▶ **Listed entries**:
•••
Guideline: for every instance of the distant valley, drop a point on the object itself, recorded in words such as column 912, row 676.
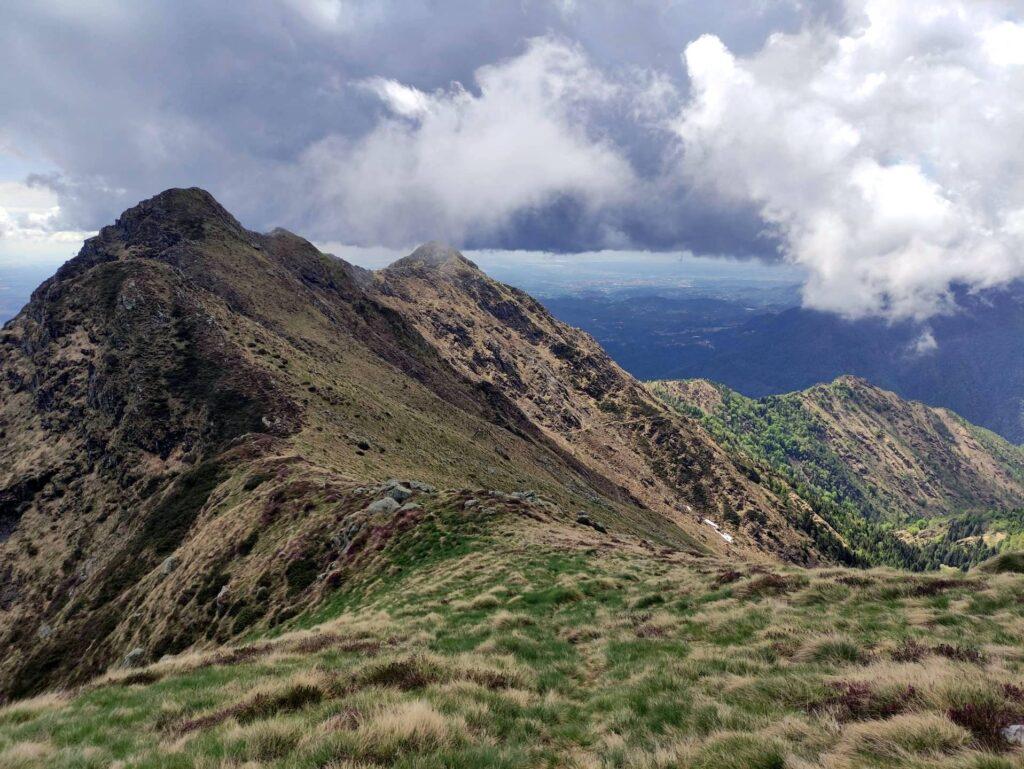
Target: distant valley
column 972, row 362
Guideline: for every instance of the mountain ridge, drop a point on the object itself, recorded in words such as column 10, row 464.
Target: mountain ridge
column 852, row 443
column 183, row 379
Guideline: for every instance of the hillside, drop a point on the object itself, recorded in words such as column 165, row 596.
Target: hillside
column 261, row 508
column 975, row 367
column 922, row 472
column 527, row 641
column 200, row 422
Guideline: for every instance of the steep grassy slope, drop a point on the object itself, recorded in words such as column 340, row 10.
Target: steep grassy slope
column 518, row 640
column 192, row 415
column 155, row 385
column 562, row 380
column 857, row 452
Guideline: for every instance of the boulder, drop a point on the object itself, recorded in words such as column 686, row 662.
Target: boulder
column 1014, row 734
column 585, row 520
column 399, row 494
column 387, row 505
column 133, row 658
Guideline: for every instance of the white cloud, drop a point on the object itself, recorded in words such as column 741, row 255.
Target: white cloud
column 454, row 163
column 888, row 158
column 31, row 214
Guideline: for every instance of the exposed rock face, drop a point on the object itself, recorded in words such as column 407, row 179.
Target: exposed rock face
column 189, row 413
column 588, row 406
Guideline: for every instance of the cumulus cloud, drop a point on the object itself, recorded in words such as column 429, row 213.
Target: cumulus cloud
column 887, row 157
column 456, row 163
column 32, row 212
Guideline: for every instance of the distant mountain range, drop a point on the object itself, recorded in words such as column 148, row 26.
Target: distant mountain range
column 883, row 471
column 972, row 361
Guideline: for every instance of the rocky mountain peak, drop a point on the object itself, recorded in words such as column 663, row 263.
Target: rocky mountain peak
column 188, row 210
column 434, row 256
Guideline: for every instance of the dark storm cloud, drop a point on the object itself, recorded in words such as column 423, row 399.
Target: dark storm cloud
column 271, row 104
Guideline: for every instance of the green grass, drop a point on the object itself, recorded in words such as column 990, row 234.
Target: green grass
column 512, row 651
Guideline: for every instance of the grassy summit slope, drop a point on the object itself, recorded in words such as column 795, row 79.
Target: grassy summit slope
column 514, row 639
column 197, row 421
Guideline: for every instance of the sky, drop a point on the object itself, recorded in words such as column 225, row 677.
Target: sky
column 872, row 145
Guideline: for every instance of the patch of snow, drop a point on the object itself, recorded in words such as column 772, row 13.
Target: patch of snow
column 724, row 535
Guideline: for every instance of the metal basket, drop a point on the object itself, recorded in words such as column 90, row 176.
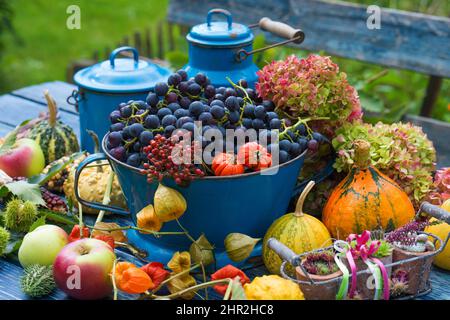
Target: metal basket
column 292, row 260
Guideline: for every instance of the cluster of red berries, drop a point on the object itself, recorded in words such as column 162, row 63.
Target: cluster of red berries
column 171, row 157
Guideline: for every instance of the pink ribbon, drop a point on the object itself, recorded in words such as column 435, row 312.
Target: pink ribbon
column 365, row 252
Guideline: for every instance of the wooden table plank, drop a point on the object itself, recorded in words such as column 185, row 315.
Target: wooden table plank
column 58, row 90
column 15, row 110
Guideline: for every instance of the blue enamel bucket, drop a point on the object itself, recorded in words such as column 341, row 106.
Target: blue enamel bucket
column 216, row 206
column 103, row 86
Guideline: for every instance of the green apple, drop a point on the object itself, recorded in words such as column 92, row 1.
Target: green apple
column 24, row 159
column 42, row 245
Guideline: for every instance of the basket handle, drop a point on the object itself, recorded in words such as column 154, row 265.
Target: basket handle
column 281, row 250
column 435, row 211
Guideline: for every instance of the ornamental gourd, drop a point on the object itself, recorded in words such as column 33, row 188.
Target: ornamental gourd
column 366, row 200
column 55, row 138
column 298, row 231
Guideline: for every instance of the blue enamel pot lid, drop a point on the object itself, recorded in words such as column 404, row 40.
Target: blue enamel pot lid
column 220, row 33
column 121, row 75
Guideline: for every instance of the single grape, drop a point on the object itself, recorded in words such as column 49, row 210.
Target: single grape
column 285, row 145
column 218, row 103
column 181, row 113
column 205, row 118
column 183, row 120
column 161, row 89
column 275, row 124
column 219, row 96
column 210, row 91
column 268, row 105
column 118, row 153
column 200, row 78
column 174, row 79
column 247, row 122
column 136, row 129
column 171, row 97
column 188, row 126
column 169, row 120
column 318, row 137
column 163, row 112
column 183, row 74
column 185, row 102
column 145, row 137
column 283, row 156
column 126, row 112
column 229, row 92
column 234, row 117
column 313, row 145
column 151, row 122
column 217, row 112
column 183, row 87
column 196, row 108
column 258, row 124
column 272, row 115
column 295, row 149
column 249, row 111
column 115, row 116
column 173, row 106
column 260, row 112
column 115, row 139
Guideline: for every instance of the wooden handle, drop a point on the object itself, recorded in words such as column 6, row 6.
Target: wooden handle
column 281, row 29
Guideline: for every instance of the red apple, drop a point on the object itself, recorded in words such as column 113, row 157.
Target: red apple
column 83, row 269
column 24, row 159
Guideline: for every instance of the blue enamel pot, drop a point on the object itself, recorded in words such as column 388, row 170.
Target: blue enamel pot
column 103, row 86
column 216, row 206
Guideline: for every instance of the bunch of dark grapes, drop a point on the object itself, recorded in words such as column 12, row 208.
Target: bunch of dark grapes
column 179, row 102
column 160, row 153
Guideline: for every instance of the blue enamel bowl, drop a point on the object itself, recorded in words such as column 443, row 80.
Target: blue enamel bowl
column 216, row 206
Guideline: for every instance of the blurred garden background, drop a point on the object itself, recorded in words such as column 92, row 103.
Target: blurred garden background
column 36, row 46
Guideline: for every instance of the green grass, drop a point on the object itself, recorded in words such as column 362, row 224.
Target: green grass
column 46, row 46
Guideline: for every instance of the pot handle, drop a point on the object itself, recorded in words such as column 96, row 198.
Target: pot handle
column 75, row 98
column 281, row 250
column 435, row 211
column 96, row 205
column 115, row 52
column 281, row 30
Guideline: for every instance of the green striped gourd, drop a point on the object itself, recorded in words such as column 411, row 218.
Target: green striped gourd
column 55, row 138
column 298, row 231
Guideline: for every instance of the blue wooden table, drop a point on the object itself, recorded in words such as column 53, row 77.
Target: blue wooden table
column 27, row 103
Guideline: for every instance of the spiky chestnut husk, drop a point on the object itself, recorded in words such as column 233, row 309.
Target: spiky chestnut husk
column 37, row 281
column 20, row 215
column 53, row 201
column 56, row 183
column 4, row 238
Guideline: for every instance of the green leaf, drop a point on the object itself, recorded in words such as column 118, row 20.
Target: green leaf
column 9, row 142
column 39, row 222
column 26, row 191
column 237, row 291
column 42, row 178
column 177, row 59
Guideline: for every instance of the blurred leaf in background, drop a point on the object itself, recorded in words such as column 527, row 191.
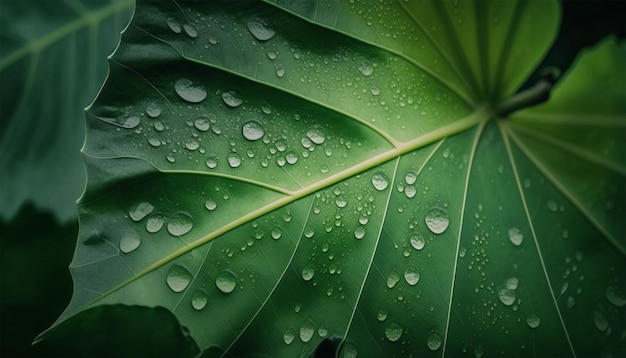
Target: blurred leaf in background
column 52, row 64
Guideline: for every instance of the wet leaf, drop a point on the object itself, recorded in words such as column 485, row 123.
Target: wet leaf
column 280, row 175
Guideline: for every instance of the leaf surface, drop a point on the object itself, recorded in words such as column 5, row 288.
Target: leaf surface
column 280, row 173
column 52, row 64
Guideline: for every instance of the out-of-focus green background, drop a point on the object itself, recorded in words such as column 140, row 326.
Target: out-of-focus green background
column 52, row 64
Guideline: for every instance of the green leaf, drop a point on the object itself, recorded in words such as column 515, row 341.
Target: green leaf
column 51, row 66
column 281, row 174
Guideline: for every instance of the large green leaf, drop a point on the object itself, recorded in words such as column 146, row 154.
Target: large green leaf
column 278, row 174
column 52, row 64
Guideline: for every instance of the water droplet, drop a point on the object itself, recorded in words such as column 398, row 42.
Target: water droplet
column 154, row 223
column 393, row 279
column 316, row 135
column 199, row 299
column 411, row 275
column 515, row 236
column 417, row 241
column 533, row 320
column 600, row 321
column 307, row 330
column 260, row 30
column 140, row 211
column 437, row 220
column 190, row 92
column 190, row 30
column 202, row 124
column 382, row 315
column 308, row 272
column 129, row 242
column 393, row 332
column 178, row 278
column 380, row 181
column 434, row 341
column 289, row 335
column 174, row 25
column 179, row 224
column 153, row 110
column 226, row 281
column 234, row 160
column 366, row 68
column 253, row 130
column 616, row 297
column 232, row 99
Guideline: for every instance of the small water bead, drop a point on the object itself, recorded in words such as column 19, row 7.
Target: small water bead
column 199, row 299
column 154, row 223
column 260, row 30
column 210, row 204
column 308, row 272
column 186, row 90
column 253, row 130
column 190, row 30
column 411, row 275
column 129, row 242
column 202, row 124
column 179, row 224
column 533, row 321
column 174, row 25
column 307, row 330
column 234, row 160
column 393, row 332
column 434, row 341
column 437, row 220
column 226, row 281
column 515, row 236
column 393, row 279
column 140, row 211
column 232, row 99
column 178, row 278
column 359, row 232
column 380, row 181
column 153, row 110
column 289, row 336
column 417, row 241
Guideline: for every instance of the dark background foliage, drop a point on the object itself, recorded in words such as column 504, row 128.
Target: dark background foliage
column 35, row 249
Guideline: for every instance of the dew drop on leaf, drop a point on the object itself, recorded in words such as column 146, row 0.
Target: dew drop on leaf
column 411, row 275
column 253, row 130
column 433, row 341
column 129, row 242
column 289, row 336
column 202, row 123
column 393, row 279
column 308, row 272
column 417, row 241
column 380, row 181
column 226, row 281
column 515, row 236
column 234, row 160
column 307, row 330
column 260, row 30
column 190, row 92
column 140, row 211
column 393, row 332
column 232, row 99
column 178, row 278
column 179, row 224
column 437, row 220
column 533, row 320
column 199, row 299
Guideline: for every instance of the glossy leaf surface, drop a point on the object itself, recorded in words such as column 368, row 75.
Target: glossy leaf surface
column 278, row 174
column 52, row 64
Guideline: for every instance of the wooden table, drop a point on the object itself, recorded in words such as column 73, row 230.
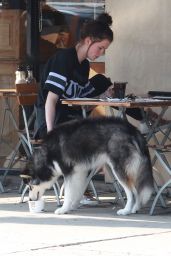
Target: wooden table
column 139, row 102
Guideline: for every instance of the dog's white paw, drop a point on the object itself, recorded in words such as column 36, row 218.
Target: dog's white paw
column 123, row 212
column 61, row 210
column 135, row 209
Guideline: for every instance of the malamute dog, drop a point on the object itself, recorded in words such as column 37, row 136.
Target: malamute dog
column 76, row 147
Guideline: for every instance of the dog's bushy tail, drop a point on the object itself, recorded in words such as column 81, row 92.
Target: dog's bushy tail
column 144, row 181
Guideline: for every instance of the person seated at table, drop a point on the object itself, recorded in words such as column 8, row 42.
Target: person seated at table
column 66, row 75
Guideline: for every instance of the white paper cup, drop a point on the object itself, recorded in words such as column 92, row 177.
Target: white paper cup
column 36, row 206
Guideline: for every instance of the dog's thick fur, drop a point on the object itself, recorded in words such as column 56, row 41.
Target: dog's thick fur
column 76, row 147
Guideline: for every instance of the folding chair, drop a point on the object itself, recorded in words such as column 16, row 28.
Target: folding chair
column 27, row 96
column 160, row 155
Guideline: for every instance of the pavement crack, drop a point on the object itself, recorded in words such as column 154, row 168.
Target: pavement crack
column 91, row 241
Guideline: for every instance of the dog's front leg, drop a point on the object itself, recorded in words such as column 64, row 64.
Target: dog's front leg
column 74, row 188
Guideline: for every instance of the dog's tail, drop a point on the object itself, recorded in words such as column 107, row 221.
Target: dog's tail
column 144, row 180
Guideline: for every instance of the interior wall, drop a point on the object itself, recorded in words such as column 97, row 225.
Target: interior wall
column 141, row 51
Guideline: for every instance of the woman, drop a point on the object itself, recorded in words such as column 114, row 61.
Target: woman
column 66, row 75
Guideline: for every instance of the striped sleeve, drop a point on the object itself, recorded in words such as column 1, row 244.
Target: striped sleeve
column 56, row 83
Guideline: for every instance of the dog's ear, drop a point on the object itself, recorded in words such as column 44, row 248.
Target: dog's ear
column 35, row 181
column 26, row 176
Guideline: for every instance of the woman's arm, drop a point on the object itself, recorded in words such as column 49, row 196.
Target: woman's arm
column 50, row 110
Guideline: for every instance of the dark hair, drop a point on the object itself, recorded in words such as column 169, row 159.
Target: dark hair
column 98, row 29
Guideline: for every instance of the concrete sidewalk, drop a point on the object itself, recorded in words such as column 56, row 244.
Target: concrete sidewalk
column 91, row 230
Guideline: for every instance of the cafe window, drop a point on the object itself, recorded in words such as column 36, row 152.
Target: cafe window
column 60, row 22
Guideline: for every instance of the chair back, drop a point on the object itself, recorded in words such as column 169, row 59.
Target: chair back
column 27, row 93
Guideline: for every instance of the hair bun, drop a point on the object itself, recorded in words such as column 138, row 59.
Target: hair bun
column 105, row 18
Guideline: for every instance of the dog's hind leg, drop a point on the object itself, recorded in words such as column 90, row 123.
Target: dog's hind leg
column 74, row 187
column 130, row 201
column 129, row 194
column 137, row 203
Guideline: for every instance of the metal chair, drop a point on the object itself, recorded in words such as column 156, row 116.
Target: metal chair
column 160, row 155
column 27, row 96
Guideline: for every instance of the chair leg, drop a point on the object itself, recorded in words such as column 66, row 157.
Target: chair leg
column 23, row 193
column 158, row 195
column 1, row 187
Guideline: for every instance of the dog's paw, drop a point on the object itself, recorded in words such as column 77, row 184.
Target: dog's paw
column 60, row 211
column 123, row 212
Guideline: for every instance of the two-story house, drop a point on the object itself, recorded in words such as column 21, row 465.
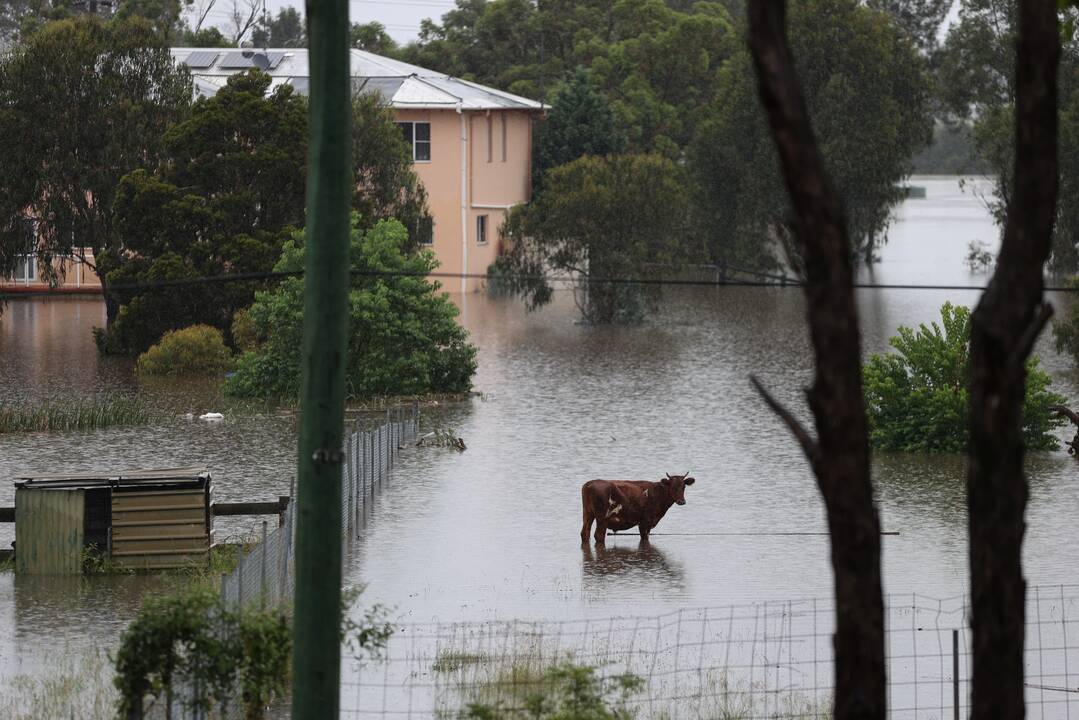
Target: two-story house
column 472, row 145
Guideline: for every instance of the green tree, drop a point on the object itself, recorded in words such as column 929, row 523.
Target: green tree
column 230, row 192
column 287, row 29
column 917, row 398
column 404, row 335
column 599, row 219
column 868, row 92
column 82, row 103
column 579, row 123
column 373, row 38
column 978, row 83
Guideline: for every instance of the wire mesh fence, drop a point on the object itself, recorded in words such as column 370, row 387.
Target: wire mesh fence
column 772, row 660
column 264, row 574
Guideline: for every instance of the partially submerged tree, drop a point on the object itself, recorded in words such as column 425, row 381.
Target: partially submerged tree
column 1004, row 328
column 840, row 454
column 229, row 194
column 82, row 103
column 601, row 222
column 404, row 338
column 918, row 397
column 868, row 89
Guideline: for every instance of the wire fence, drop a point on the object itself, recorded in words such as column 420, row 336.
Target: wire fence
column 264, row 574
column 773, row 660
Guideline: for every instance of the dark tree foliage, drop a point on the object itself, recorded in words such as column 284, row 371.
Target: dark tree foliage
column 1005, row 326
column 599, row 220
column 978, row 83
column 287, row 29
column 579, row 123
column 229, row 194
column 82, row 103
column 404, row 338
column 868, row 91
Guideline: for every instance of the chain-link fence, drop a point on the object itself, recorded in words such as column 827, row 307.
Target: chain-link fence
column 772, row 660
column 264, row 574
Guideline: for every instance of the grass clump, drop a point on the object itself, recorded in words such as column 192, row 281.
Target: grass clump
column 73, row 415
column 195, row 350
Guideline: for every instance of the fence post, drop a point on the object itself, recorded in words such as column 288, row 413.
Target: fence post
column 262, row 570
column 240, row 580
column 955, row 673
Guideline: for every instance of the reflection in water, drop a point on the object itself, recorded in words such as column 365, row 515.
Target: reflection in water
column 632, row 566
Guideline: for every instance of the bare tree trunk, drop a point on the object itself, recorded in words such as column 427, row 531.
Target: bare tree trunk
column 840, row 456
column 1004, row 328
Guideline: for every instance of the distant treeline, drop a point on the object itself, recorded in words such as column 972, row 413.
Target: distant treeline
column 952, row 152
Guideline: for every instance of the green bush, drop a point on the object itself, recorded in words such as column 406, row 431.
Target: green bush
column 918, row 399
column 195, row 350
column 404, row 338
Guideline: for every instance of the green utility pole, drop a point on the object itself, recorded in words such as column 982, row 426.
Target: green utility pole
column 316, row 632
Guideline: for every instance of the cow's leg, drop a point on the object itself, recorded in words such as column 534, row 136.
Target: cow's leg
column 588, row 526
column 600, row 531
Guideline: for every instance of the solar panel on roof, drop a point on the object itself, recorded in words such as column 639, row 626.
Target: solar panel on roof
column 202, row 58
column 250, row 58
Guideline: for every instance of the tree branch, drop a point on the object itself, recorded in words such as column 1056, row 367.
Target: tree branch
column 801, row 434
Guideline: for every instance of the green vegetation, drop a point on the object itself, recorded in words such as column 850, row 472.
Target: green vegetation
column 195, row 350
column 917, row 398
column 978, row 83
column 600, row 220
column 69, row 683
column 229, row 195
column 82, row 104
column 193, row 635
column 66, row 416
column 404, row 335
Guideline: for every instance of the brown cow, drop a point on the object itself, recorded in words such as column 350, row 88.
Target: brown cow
•••
▶ **Instruction**:
Update the part of the listing that opens with the line containing "Guideline: for every instance of the hair" and closes with the line containing "column 105, row 18" by replacing "hair bun" with "ponytail" and leaving everything else unchanged. Return only those lines.

▶ **Output of the exercise**:
Guideline: for every instance of the ponytail, drop a point on the object itself, recorded in words such as column 138, row 59.
Target: ponytail
column 105, row 18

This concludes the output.